It's a very different way of thinking about what nutrition really means - and what the practice of medicine really means. I'm convinced that if this were known and people really did practice it - and an increasing number of people are now beginning to do that- if that were known we would be able to save a huge fraction of our health-care cost bill. There's nothing like it.

V for Veg: When you mention 'conspiracy,' how does that dovetail with, say, recent controversies about the Academy of Nutritional Dietetics (formerly ADA) and its corporate sponsorships?

T. Colin Campbell:
That organization has shot themselves in the foot - I don't think we can rely on the information they now provide. What they have done is partner with the people that have been putting out so much junk information for so long. When you have Coca-Cola, Pepsi-Cola, Glaxo Smithkline and the dairy industry, when you have those huge big organizations partnering with this so-called professional society, I don't see how anybody can expect to get good information out of that. They window-dress their information to make it look reasonably correct sometimes, but in reality they don't show how nutrition can improve people's health. I've spoken to that group as a keynoter three times over the years. The last time was in 2008, and by the time I got there then I think the organization had gone over the top.

Now this may sound like a conflict with what I said previously, that I don't believe in conspiracies, but... 'conspiracy' is a case, in my view, where people actually sit around a table, if you will, and concoct up a story and arrange for their trade in defiance of what they really know ...  I don't want to detract from the individual dietitians. They did spend 4 or 5 years getting their degrees. They do spend a lot of time learning a lot of information, and I find dietitians to be wonderful people, full of a lot of energy oftentimes and very sincere. But when they're operating within a system that is controlling what they can do and what they can say and what they can practice... you see? So I'm speaking out for dietitians and speaking against the institutions that control their training and their practices. I want to be very careful to make that distinction.
----------
Activity 1: In the interview with T. Colin Campbell, in what year did he last speak to the dietetics organization as a keynoter?
Activity 2: Carry the T. Colin Campbell nutrition interview forward from its final sentence.
----------
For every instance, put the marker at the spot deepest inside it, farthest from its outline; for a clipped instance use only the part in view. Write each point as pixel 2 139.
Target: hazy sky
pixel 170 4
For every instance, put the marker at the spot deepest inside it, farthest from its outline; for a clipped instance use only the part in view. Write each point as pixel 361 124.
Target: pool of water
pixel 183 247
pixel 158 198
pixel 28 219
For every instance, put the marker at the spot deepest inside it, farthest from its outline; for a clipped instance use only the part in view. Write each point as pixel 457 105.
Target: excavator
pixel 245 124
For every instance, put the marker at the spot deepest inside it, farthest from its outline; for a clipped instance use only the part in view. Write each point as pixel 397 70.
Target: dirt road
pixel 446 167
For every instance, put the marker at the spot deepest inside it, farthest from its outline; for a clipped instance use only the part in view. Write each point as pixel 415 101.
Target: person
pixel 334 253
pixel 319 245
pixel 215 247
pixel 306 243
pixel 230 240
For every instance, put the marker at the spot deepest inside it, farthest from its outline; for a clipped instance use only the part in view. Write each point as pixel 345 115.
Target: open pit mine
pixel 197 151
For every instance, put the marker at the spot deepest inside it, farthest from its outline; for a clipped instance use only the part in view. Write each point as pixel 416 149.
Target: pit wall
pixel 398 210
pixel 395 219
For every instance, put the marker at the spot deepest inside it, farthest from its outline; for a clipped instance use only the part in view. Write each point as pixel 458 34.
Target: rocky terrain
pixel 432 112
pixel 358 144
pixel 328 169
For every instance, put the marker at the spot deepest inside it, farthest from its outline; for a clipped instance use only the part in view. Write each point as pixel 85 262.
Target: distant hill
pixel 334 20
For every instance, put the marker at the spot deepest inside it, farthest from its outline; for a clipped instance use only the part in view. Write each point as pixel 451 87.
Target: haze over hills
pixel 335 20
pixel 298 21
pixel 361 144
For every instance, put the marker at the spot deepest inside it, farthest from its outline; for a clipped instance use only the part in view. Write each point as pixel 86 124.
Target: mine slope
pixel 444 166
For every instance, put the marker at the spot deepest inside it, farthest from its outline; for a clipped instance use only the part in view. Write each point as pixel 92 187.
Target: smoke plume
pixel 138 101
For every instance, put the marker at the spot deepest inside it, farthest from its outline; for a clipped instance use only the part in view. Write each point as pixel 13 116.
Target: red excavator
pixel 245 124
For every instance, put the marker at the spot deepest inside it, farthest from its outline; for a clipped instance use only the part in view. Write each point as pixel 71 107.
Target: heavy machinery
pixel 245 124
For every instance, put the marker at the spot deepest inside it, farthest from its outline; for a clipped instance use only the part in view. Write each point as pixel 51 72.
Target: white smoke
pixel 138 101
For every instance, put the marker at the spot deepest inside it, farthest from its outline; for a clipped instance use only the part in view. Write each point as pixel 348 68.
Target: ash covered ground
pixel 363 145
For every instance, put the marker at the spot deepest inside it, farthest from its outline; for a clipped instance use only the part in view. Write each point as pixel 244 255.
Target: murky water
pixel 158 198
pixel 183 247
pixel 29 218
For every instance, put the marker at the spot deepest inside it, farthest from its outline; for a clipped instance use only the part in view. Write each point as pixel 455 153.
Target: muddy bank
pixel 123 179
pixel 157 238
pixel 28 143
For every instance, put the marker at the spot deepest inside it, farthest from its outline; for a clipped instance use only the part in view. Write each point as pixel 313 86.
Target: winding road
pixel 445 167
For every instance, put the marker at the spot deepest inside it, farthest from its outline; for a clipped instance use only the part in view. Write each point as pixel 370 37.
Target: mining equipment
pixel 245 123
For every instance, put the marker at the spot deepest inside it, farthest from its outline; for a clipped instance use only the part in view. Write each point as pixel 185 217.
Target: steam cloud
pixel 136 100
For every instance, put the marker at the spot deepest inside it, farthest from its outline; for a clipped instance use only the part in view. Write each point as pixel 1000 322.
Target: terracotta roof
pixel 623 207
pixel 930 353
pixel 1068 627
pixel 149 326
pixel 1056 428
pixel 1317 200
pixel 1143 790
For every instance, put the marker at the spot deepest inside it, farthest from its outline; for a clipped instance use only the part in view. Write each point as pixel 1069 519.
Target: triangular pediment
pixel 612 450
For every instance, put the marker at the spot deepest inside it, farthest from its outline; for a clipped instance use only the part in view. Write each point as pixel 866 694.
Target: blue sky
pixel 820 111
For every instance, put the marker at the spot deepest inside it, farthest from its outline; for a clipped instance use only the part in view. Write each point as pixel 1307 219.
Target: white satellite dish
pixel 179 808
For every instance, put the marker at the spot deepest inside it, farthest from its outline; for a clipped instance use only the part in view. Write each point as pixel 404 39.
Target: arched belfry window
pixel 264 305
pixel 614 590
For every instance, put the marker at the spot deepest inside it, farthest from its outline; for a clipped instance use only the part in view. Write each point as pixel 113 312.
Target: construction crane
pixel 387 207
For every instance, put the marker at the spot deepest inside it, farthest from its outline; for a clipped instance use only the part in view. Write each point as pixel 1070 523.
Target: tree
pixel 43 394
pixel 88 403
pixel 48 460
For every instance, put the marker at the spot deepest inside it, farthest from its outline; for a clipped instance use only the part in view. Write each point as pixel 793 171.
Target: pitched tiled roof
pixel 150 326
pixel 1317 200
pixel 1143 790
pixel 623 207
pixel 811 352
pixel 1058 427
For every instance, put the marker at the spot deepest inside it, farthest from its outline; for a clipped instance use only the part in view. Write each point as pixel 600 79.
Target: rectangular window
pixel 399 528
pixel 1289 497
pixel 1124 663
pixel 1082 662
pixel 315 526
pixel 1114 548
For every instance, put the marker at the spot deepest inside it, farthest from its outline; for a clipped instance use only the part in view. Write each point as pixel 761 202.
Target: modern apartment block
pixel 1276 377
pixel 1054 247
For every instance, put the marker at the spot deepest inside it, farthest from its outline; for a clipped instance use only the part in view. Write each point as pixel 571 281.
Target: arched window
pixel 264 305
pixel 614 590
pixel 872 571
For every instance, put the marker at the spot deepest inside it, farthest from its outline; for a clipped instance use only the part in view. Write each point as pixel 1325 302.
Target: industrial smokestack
----------
Exercise result 1: In 2008.

Exercise result 2:
Of course, it's not just that institution that I find such fault in - it's basically the way that even larger institutions - you know, government-run institutions and agencies in addition to medical institutions - get caught in this whirlwind of information that's become almost like a tornado, and we're all spinning around with all this information that quite frankly is doing a lot of damage. We've got to step out of that box and think of another way of understanding: What does this really say, what is the evidence, how can we interpret it, how do we design studies, what kind of policies do we make on the basis of the evidence we get? There's so much in this information that we can talk about and actually deliver to the American public so they can actually get well. That's my interest.

V for Veg: Other than your books, are other channels emerging where people will have this info delivered to them?

T. Colin Campbell:
Well, I do have a non-profit foundation and we partner with the online program of Cornell University, which is one of the top ten in the country, and we offer what we find to be a very exciting online course in plant-based nutrition. We've been authorized to give 30 class-one credits to doctors, and so about a third of our students now online are physicians and primary health-care workers, so that's one way. And we're finding that to be an exciting kind of thing - and that may sound kind of self-serving but I don't get paid on that, this is just a non-profit thing that we brought some really good people together to do.

As far as other organizations are concerned, there are some potentially very good organizations that could pick up the ball and run in this new direction, but the problem is that as yet they're still too encumbered with corporate influence to break free of those chains. A lot of people would not mind, as with the dieticians [needing an accrediting institution], they would like to have something to hang their hat on before they go out and get too serious about what they're talking about. So I'm just hoping this book, Whole, will start a discussion.